**GIVEN TASK**
Copy out every line in the records below that contains the word "door". Case counts.

Lines of data:
━━━━━━━━
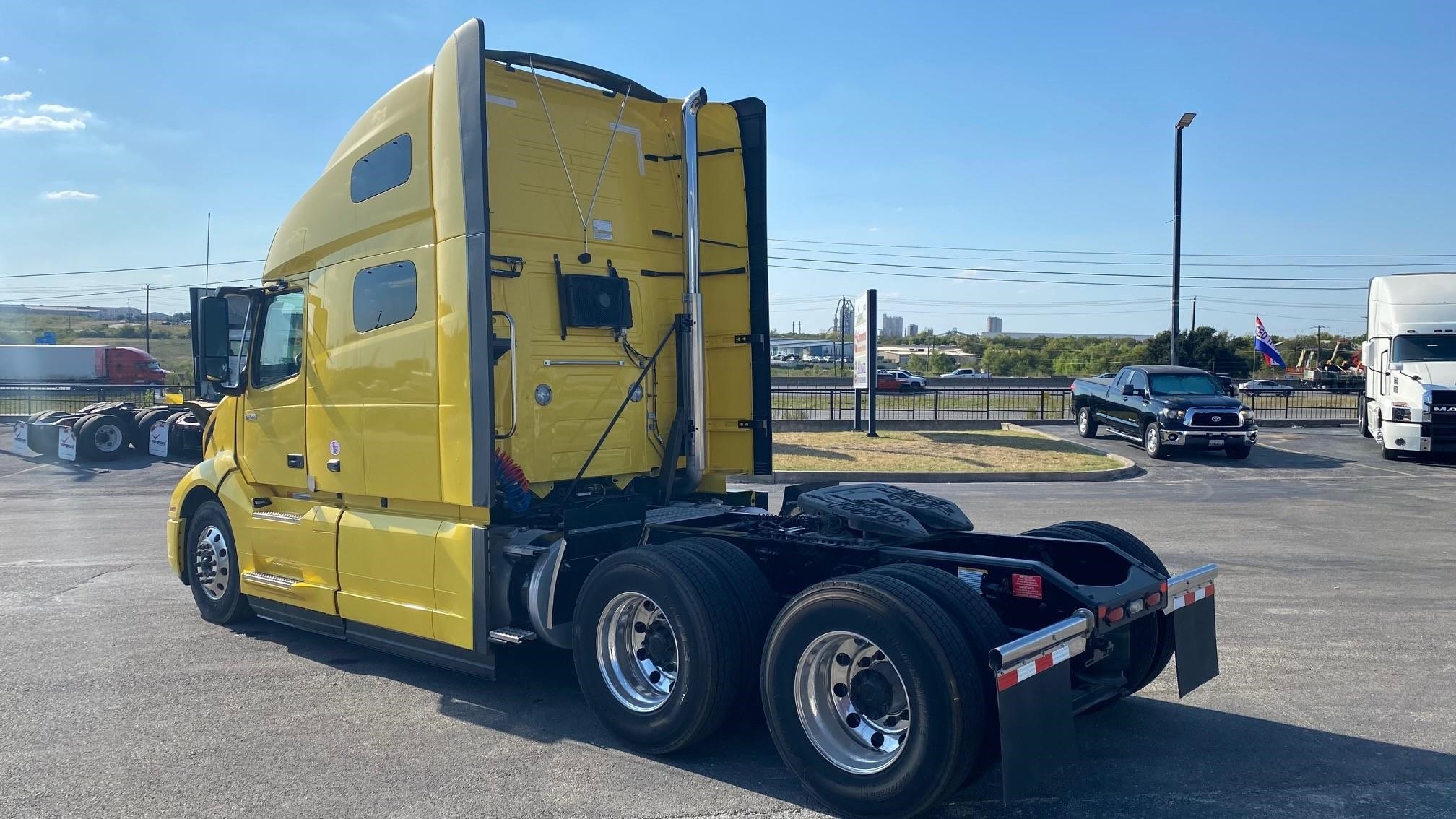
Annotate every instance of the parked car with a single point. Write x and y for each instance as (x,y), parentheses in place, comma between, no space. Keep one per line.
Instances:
(1165,410)
(1264,385)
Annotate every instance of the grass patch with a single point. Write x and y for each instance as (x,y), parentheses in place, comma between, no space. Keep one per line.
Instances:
(986,451)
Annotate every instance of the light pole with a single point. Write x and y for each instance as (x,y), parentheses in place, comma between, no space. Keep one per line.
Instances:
(1183,123)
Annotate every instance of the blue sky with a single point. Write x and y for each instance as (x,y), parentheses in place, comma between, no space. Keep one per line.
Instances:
(1322,129)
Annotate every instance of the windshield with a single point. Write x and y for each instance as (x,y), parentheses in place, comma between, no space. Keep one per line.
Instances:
(1424,349)
(1179,384)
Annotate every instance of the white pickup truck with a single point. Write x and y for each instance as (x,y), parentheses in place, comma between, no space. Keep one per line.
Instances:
(1410,355)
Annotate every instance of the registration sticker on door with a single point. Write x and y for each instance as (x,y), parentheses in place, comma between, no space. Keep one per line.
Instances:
(157,439)
(66,443)
(21,441)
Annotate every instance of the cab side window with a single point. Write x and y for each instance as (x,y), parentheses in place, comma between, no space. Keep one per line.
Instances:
(280,340)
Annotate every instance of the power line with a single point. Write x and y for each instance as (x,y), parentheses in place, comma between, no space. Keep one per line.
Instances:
(126,269)
(1066,272)
(1127,253)
(1044,282)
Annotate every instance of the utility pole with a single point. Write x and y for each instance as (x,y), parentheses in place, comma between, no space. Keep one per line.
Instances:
(207,254)
(1183,123)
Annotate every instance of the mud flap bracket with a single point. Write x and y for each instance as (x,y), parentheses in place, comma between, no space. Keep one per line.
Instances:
(1034,700)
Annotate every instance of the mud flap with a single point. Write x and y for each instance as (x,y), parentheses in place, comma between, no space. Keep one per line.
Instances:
(1034,701)
(1196,637)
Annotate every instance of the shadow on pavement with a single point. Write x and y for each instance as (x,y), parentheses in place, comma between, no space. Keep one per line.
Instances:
(1133,755)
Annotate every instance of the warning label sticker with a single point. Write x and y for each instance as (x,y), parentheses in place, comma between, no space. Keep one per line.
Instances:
(1026,586)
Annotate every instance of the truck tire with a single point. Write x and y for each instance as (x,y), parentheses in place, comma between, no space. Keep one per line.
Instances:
(212,566)
(656,656)
(101,438)
(1150,638)
(980,625)
(755,605)
(871,697)
(1086,425)
(1153,442)
(143,426)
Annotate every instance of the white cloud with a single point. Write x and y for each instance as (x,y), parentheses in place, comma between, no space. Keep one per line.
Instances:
(40,123)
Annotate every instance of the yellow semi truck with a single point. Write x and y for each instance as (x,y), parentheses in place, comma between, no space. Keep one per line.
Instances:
(501,360)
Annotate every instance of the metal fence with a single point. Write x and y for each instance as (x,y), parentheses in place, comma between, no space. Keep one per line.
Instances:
(1013,404)
(22,401)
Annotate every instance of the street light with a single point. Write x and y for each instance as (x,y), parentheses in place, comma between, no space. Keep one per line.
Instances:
(1183,123)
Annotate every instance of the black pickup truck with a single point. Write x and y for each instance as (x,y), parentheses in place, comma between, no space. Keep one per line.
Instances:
(1165,408)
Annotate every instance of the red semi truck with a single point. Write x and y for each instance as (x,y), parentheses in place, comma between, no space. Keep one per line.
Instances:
(76,363)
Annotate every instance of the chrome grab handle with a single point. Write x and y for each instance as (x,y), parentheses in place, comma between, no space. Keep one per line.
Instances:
(510,322)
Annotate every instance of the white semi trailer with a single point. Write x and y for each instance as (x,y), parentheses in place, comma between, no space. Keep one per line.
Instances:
(1410,355)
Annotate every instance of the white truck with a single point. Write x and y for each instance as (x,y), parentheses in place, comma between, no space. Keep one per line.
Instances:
(1410,358)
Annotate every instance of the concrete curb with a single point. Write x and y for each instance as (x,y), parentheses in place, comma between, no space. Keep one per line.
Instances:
(1127,469)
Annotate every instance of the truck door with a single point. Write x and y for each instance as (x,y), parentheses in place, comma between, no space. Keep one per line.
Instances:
(271,443)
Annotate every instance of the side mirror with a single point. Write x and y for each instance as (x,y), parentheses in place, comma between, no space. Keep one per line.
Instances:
(214,344)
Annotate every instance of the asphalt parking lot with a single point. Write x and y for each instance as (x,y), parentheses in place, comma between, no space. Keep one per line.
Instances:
(1337,637)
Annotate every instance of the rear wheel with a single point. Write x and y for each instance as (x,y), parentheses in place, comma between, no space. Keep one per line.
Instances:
(1150,638)
(656,656)
(980,625)
(871,697)
(101,438)
(1153,442)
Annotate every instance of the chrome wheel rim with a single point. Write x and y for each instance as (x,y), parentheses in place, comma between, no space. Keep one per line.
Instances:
(108,438)
(210,563)
(852,703)
(637,651)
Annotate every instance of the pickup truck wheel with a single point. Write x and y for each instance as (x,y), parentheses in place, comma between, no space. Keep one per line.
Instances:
(1150,638)
(212,566)
(980,625)
(657,658)
(101,438)
(1153,442)
(871,697)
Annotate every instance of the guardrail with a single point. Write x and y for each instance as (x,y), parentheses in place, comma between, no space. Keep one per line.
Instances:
(1013,404)
(22,401)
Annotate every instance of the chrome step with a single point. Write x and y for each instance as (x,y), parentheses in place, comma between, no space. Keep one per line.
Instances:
(271,579)
(511,636)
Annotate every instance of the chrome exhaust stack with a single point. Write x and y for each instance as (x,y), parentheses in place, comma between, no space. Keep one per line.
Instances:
(693,298)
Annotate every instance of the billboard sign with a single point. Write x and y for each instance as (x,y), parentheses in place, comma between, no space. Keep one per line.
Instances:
(867,321)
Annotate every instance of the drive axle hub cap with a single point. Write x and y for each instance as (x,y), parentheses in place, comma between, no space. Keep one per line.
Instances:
(852,703)
(210,563)
(637,651)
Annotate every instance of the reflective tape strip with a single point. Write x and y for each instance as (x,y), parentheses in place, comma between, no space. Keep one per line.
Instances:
(1031,668)
(1190,598)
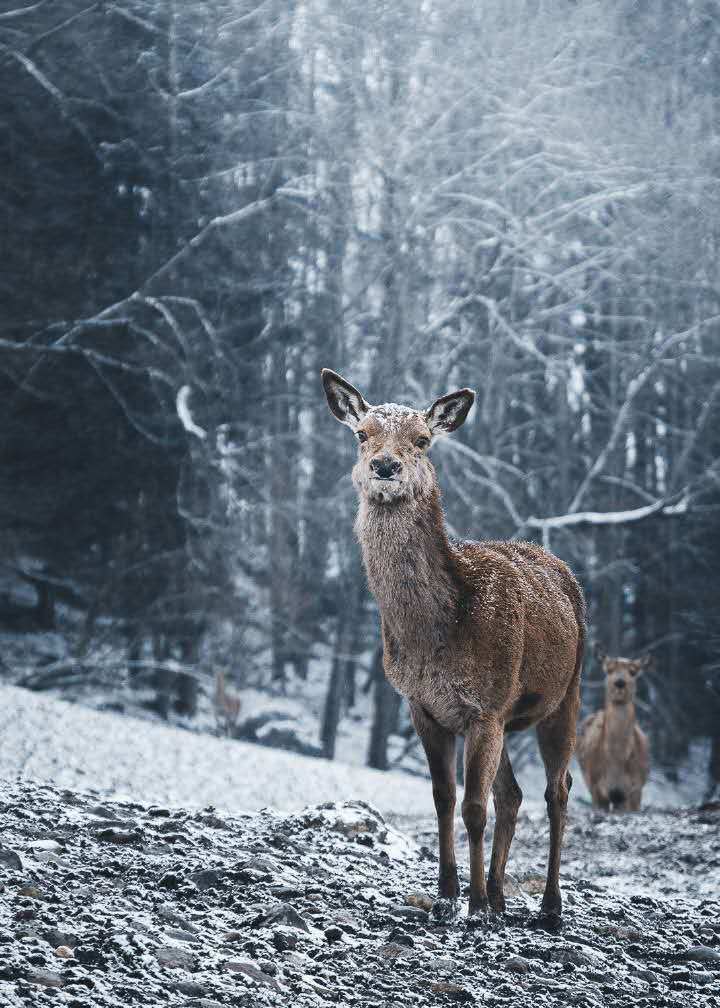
━━━━━━━━
**RESULT OF THE TASK**
Annotate every instance of the registration sticker on door with a single point. Write x and y for each instance as (x,y), parentheses in place, comma between, no space. Keep one per line.
Annotate every instance of the truck door with a single point. Write x and y for each instance as (x,y), parentheses in place, comma between, no space. Keep one per line.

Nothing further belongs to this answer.